━━ Page excerpt

Destroying South Africa's Democracy: USAID, the Ford Foundation and Civil Society
Mini Teaser: For however delightful and heroic a man Mandela is, and no matter how utterly justified his movement's struggle has been, one should not be blinded to the problems with his party.
As the new South Africa interacts with the United States, there are times when one has to pinch oneself to be sure that the things one sees are really happening. South Africa was doubtless the only industrialized country where a majority of the population saw O.J. Simpson as a hero and greeted his not guilty verdict with rapture; Simpson's lawyer, Johnny Cochran, naturally rushed out here to star on the chat shows. American consular officials proudly posed with him in apparent celebration of the verdict, before Cochran was led away to watch a sheep noisily slaughtered in his honor, African-style.

━━━━
━━ Dataset section

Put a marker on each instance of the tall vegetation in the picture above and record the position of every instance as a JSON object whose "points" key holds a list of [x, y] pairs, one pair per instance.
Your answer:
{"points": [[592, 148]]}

━━━━

- [Task goal]
In the article on South Africa's democracy, why does one sometimes have to pinch oneself as the new South Africa interacts with the United States? None of the data plays any part in the task.

- [Response]
One has to pinch oneself to be sure that the things one sees are really happening.